== Exercise requirements ==
Please report each line of the material below that contains the word "vegetation", copying every such line in full.
--- begin Dataset extract ---
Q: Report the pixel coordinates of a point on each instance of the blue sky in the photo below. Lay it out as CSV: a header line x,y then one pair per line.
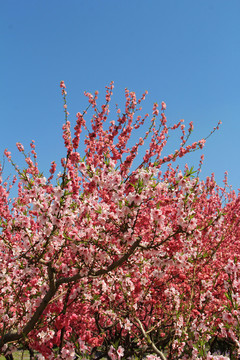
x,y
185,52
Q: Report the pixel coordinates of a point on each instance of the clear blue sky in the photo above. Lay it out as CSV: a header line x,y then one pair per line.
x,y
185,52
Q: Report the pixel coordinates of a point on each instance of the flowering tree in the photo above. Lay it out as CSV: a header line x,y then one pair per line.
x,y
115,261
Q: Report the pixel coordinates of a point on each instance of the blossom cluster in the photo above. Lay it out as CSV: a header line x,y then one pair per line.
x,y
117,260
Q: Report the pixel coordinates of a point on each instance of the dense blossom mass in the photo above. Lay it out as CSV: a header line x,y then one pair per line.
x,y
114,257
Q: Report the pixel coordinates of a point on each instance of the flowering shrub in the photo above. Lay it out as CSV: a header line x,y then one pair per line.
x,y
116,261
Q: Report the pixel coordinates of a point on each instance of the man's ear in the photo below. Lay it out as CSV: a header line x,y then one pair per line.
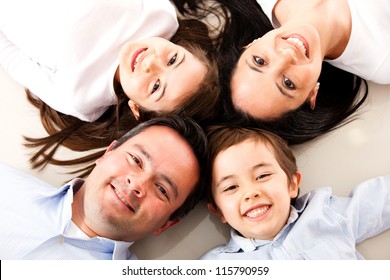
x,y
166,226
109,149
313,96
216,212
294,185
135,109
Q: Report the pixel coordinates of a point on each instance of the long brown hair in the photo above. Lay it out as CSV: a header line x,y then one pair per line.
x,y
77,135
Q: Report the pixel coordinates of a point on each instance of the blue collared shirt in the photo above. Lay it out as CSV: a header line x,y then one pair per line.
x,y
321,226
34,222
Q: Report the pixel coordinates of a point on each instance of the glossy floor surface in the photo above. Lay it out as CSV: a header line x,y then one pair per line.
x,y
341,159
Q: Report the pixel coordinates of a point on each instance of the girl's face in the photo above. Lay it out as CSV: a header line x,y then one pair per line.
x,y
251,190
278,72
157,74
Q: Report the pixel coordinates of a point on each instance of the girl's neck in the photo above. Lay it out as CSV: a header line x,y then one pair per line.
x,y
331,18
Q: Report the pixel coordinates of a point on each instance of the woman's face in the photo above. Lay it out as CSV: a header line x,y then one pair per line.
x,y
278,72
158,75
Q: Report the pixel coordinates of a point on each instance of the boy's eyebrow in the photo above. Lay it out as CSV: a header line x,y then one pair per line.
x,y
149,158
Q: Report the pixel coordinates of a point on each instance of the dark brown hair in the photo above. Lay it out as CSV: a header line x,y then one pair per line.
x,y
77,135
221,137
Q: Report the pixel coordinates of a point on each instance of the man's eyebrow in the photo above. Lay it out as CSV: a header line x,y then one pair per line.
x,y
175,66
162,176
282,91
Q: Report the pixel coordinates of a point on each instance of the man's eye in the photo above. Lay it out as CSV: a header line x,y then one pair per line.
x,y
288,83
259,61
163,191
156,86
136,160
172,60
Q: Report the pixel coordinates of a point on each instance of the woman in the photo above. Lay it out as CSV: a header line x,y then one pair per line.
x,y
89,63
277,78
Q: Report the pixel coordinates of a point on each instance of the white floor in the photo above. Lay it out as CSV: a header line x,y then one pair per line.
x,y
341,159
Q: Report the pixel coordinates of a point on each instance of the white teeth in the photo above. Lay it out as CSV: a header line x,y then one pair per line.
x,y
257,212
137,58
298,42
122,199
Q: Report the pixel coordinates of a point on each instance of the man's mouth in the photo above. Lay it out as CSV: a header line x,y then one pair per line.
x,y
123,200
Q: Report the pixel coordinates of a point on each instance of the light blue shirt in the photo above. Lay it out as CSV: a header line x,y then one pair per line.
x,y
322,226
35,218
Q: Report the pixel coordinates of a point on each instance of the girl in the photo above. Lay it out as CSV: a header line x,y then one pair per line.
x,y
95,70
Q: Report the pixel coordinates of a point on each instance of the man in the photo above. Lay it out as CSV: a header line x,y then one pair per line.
--- end Dataset extract ---
--- begin Dataset extract ---
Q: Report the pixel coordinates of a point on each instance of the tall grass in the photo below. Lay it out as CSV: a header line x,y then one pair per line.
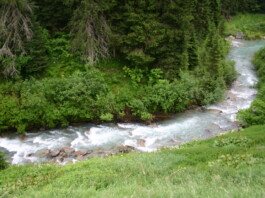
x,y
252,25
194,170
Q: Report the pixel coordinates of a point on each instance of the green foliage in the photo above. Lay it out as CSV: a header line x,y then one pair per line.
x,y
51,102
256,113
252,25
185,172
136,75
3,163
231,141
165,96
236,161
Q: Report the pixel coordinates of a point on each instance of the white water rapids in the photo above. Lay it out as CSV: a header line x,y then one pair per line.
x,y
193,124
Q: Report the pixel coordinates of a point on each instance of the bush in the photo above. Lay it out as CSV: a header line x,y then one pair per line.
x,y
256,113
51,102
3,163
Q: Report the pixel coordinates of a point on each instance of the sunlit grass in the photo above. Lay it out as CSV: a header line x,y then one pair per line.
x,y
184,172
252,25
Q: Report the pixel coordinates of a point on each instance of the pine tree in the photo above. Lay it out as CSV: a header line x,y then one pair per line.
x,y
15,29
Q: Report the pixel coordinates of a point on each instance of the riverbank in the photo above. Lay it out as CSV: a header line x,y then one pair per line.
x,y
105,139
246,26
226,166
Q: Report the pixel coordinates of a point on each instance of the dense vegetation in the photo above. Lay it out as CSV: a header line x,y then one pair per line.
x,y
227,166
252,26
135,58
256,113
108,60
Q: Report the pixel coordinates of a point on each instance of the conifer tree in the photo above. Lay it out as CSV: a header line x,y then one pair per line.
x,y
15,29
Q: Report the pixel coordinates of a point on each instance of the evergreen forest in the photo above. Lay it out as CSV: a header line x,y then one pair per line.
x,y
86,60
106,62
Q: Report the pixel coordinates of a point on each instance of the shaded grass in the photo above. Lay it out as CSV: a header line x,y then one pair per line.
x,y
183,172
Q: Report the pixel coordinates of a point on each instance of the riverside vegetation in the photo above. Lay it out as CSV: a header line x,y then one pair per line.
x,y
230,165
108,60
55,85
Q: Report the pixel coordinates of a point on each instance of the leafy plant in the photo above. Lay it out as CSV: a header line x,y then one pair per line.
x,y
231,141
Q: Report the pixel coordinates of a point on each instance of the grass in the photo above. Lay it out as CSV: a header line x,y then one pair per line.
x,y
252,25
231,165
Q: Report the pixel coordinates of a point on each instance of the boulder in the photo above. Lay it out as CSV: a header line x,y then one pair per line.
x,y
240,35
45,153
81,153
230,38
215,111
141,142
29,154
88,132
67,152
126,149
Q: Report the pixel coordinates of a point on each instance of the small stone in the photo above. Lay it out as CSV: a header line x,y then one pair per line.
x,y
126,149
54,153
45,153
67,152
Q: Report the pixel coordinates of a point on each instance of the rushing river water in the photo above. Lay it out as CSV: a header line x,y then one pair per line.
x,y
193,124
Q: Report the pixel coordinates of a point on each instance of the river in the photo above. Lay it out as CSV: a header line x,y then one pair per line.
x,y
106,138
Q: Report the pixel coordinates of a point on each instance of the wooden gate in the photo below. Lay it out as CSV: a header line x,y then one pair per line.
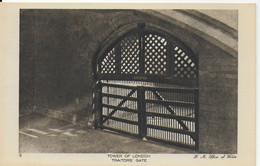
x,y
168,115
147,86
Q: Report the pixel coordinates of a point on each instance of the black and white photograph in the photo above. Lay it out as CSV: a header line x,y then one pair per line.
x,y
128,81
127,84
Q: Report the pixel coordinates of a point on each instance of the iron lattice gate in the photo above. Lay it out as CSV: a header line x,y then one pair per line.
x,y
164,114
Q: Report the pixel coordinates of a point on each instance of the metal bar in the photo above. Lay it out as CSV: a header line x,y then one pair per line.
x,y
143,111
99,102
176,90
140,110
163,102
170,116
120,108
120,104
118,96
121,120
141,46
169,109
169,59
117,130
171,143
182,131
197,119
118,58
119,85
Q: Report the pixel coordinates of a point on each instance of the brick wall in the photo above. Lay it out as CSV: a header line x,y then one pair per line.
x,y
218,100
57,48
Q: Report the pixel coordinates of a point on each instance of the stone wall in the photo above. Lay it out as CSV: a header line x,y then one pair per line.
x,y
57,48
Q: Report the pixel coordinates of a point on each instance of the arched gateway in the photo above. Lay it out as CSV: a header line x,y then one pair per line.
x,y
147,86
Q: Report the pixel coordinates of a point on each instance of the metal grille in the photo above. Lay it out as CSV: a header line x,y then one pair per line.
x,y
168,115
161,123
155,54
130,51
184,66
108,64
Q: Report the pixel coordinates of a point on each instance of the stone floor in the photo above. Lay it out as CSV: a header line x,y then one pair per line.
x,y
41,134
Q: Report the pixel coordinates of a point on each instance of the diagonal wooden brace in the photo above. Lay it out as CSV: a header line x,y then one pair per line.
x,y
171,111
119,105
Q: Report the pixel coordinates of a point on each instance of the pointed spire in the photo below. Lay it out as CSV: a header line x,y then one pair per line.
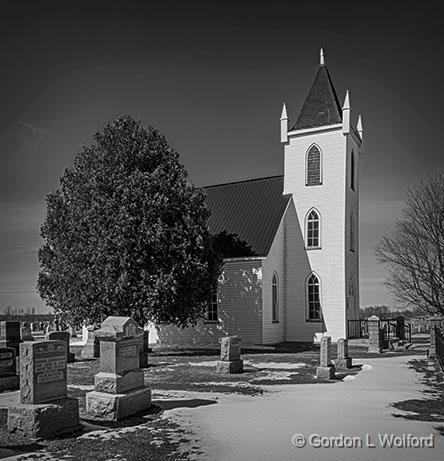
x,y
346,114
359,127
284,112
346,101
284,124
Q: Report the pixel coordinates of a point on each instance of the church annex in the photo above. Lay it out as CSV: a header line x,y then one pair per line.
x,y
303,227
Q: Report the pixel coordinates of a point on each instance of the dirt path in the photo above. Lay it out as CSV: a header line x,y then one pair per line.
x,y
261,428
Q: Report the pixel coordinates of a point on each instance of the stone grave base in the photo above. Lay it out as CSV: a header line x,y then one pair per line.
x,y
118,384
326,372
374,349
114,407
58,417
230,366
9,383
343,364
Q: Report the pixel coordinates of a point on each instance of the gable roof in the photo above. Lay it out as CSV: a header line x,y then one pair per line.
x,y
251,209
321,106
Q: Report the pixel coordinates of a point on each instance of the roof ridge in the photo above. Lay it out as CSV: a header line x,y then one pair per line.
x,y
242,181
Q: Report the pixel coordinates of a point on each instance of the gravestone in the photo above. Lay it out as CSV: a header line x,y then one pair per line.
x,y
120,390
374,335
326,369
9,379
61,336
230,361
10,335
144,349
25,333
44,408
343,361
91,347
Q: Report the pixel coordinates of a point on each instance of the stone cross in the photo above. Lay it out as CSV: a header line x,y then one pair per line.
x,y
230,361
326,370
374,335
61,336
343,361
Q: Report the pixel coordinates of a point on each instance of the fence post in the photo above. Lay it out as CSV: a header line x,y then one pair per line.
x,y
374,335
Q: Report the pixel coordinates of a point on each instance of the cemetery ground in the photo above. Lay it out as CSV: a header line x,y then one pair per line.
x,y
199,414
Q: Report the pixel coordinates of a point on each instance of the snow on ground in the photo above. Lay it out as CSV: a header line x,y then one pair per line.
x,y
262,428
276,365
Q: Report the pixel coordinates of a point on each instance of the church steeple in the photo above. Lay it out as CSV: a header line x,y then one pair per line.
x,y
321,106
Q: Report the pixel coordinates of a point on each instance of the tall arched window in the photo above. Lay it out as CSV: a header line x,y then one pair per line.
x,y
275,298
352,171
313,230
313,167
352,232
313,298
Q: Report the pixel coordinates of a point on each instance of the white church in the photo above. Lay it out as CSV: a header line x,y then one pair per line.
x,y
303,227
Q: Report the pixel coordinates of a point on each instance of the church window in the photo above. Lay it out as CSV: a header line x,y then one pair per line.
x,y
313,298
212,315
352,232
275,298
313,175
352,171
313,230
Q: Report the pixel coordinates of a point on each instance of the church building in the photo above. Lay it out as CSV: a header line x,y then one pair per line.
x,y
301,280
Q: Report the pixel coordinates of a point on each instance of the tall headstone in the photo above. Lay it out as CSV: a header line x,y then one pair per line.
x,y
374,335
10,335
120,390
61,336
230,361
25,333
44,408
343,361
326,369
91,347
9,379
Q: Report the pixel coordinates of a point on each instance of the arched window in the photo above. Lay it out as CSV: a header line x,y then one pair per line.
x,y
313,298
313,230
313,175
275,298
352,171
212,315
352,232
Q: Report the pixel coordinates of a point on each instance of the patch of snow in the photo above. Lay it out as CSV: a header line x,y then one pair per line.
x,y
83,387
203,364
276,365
--- end Dataset extract ---
--- begin Dataset extract ---
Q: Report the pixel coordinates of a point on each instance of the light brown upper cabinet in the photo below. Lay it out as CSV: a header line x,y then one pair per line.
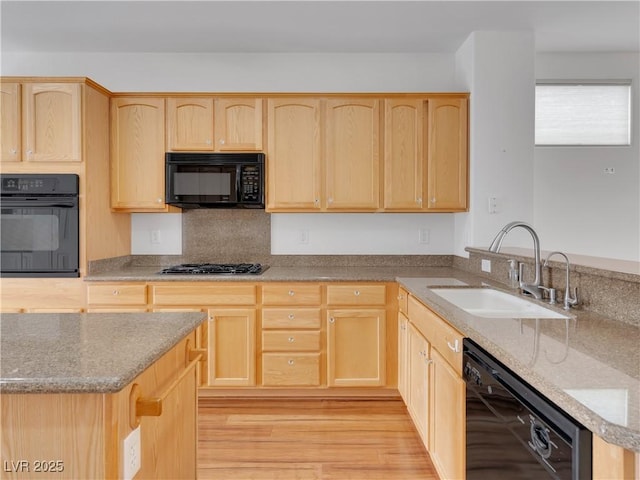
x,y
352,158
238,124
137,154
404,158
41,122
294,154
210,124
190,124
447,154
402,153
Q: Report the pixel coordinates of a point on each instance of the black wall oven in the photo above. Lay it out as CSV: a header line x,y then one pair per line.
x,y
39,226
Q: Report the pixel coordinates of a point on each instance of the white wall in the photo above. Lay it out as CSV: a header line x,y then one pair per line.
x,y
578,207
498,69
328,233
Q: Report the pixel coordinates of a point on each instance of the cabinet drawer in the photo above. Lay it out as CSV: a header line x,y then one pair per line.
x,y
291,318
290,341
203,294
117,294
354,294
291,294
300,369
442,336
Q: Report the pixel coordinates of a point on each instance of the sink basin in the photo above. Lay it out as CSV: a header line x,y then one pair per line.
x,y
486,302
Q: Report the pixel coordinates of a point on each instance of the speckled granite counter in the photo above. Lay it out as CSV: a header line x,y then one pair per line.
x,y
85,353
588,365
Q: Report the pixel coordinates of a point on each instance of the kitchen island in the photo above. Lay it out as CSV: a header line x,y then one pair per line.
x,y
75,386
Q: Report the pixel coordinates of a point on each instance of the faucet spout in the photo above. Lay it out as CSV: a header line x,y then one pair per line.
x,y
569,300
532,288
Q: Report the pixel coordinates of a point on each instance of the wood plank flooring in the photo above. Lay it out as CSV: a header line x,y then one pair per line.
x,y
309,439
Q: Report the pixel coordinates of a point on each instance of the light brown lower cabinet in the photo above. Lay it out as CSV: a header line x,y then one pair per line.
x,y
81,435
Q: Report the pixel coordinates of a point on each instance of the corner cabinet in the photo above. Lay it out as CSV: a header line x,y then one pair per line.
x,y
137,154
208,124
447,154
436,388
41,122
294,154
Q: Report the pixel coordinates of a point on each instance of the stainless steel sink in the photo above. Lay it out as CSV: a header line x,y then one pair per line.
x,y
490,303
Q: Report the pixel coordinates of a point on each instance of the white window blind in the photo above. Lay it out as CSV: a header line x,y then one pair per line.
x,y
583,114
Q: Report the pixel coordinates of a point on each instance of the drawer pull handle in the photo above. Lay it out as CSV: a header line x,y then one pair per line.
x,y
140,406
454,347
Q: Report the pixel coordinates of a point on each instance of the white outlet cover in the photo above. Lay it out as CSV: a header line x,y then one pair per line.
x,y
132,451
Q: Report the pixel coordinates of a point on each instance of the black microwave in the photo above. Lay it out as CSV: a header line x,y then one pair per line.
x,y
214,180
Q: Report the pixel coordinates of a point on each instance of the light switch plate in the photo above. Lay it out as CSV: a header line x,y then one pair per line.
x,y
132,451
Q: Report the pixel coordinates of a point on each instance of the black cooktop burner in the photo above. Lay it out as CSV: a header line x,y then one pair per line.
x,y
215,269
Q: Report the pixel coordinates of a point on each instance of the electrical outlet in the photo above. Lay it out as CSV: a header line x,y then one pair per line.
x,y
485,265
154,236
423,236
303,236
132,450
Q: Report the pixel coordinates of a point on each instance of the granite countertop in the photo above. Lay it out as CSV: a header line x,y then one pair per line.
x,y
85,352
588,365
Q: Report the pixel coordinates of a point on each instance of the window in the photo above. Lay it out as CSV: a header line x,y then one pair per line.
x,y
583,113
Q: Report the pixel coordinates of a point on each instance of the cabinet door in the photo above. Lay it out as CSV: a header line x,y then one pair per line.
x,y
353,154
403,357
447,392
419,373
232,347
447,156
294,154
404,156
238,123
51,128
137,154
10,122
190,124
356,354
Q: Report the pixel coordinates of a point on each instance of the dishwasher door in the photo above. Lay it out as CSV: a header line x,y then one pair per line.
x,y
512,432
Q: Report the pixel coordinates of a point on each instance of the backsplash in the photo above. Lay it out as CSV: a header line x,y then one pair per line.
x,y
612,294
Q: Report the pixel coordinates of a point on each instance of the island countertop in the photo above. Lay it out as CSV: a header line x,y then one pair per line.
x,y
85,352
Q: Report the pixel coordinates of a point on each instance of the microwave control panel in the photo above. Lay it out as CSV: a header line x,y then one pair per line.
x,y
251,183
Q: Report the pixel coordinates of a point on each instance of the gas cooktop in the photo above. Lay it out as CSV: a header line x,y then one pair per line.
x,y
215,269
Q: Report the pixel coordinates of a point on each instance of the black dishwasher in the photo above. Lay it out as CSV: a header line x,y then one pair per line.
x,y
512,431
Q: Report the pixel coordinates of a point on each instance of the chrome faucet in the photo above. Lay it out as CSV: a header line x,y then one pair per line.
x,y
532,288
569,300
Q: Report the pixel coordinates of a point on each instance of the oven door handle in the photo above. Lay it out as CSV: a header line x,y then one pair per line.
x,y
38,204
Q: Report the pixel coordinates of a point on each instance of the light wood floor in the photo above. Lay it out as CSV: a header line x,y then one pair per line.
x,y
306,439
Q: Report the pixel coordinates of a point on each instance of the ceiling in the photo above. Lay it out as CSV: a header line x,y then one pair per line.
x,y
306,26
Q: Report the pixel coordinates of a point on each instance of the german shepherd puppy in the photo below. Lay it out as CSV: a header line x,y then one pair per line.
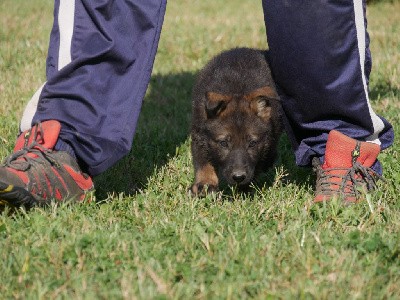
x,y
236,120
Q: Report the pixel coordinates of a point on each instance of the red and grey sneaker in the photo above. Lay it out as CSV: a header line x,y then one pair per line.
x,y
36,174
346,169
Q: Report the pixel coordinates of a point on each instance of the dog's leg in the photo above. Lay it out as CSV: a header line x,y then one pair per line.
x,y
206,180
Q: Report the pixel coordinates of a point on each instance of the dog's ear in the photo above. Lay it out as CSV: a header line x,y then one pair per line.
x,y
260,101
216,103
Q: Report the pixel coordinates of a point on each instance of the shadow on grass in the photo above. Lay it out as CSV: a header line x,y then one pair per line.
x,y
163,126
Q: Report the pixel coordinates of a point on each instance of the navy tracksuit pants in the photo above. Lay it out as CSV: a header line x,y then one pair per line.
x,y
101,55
--- end Dataset extract ---
== Task response ==
Q: Report the pixel coordinates of a point on each instance of the dense vegetation in the photo above. Lay it out as CSV: a header line x,y then one pair per line.
Q: Report the pixel coordinates of a point on each instance of the riverside vegetation in the photo above. Lay it out as CSV: a header line x,y then one pair per line.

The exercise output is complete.